▶ [Text excerpt]:

Notice & Comment

Chevron Step 0.5, by Michael Pollack and Daniel Hemel

Justice Kennedy’s opinion for the majority in Encino Motorcars, LLC v. Navarro is significant for a number of reasons. For one, it marks the first time that the Supreme Court has used a link in an opinion—a victory for the Harvard Law School Library and its partners in their fight against link rot in legal citations. We’ll leave it to others to discuss that development (while acknowledging that our own links here are not in Perma form). Instead, we’ll focus on what is either a doctrinal innovation in Justice Kennedy’s opinion or a long-overdue statement of the obvious.

First, the facts: Hector Navarro and four other plaintiffs worked as “service advisors” at a Mercedes-Benz dealership in the Encino section of Los Angeles. Service advisors interact with customers who bring their vehicles into the dealership for repair—essentially, they are salespeople who sell services rather than cars. Navarro and his co-plaintiffs say that they worked more than 40 hours a week and that the dealership failed to pay them time-and-a-half as required under the Fair Labor Standards Act (FLSA). So they sued the dealership in federal district court.

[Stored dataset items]
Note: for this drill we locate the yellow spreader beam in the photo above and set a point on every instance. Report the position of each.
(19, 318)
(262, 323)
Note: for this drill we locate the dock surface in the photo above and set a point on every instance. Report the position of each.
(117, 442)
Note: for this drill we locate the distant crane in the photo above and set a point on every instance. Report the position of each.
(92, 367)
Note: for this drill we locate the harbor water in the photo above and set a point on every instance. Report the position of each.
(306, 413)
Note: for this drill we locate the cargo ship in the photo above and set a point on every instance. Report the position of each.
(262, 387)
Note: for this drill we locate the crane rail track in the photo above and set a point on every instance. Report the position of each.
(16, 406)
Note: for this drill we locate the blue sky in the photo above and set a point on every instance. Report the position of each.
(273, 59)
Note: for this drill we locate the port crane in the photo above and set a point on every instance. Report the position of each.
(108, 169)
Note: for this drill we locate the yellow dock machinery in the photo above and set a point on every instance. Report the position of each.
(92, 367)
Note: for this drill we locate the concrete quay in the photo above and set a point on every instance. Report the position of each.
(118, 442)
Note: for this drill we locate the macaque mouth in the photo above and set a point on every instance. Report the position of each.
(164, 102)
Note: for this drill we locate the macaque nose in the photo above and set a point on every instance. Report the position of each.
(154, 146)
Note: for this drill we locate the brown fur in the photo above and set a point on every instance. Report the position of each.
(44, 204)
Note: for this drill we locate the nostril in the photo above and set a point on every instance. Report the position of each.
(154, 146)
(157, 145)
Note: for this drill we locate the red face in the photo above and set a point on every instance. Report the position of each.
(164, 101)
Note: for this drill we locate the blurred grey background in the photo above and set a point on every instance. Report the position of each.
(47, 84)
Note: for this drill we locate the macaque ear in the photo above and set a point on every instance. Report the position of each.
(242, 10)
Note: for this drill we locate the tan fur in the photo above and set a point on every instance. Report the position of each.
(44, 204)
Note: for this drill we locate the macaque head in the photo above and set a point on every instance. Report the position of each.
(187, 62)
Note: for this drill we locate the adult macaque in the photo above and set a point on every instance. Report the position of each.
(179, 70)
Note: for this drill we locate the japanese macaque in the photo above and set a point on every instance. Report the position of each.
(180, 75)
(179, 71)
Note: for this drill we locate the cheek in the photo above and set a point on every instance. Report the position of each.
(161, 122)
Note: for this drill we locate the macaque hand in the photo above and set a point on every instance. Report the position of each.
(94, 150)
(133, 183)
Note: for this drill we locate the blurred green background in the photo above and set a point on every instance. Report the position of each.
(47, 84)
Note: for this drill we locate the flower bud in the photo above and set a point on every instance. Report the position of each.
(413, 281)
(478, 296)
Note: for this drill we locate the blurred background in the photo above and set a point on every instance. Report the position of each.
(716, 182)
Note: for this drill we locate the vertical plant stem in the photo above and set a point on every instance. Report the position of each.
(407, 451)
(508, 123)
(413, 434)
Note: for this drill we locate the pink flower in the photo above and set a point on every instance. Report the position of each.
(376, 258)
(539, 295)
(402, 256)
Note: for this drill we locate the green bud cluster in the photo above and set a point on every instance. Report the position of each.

▶ [Required work]: Resume the commentary on Chevron Step 0.5, picking up right after its last sentence.

▶ [Task result]:
The dealer, Encino Motorcars, responded that Navarro and his co-workers aren’t entitled to time-and-a-half pay because service advisors are exempt from the overtime requirement under a 1966 amendment to FLSA. That amendment says that the overtime requirement doesn’t apply to “any salesman, partsman, or mechanic primarily engaged in selling or servicing automobiles, trucks, or farm implements, if he is employed by a nonmanufacturing establishment primarily engaged in the business of selling such vehicles or implements to ultimate purchasers.” 29 U.S.C. § 213(b)(10)(A). A service advisor is almost certainly a “salesman,” and a car dealership is “a nonmanufacturing establishment primarily engaged in the business of selling [automobiles] to ultimate purchasers.” What makes the service advisor case complicated, though, is that a service advisor is not engaged in “selling” automobiles (he or she sells automobile services), and a service advisor arguably is not engaged in “servicing” automobiles (he or she provides a service to customers, not cars).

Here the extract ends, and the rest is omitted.